◆ Requirement: Only lines holding the word "below" are wanted from the records; copy all of them.

◆ Data for this exercise:
--- START ---
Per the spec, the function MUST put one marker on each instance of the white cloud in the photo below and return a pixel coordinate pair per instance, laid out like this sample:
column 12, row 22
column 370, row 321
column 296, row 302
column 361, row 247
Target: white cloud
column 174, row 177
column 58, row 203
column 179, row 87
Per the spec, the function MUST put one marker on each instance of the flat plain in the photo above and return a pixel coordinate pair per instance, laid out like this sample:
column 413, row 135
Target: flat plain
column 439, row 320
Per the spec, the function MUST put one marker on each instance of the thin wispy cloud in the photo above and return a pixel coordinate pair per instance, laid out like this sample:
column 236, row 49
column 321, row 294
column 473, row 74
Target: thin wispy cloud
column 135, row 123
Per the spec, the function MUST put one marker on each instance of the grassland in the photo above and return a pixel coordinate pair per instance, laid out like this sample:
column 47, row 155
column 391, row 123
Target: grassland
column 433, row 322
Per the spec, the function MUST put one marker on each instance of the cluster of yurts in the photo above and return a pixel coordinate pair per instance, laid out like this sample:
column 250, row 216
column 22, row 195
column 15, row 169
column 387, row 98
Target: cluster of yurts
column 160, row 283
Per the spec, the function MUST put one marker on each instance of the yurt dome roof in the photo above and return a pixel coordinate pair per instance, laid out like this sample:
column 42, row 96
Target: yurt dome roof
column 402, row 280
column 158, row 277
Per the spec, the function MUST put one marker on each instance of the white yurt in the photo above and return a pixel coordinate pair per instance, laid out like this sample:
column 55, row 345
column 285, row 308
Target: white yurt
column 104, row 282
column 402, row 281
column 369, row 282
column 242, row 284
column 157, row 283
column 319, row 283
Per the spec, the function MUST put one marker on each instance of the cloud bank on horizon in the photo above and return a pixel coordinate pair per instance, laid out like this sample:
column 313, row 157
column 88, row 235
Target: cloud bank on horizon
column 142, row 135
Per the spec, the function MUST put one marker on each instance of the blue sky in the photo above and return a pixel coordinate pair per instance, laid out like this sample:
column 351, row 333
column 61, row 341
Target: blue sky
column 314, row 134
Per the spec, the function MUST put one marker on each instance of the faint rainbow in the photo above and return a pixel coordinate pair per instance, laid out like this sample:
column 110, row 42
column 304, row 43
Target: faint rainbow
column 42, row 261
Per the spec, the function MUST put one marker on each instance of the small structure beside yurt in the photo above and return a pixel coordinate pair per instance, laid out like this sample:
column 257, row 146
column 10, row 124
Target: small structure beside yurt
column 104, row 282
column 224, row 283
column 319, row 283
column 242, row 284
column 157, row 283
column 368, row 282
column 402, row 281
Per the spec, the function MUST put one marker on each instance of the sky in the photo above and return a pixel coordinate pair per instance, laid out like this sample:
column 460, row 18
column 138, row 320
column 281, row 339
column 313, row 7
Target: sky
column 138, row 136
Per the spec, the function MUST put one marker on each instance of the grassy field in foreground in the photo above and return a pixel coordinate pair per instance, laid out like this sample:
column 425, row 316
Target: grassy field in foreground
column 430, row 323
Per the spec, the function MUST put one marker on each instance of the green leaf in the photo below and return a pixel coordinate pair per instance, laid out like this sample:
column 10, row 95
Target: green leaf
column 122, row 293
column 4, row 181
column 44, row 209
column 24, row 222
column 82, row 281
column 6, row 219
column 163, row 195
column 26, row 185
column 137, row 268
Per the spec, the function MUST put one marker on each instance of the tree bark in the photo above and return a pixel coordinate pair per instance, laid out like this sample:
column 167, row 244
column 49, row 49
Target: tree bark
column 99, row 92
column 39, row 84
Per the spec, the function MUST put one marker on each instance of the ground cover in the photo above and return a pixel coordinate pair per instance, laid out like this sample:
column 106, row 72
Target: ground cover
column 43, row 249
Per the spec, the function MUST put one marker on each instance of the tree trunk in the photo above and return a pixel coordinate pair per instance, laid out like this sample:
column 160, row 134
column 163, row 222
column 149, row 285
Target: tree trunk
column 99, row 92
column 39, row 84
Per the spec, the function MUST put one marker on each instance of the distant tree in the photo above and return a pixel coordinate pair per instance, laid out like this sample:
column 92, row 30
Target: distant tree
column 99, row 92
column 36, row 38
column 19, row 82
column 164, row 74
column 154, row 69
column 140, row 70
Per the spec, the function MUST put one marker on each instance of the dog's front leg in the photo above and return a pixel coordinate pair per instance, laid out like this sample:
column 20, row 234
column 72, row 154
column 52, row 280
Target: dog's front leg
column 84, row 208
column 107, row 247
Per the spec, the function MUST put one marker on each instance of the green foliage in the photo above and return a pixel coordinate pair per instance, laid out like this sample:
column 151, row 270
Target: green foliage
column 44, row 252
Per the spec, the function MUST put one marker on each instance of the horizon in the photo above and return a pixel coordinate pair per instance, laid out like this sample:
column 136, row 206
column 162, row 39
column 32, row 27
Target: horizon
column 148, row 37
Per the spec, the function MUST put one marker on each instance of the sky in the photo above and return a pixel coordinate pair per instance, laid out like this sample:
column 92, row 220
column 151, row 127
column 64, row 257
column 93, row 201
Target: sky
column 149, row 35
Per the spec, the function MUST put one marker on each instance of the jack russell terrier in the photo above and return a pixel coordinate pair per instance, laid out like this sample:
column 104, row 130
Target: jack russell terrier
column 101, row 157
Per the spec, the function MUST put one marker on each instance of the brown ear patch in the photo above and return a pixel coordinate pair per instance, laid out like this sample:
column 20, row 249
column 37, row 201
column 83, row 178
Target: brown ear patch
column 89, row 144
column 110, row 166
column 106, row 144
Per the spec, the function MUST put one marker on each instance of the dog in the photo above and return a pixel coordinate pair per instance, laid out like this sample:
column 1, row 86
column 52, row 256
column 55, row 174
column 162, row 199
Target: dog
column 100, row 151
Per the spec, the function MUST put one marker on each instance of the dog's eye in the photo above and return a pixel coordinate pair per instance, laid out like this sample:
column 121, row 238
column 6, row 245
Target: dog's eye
--- END ---
◆ Expected answer:
Per the spec, the function MUST put one marker on each instance of the white cloud in the photo below and return a pixel coordinate pair per instance, laid out like this sample:
Per the spec, the function MUST put one marker on each instance of the green leaf in the photo below and return a pixel coordinate pair per instance, laid out like this sample:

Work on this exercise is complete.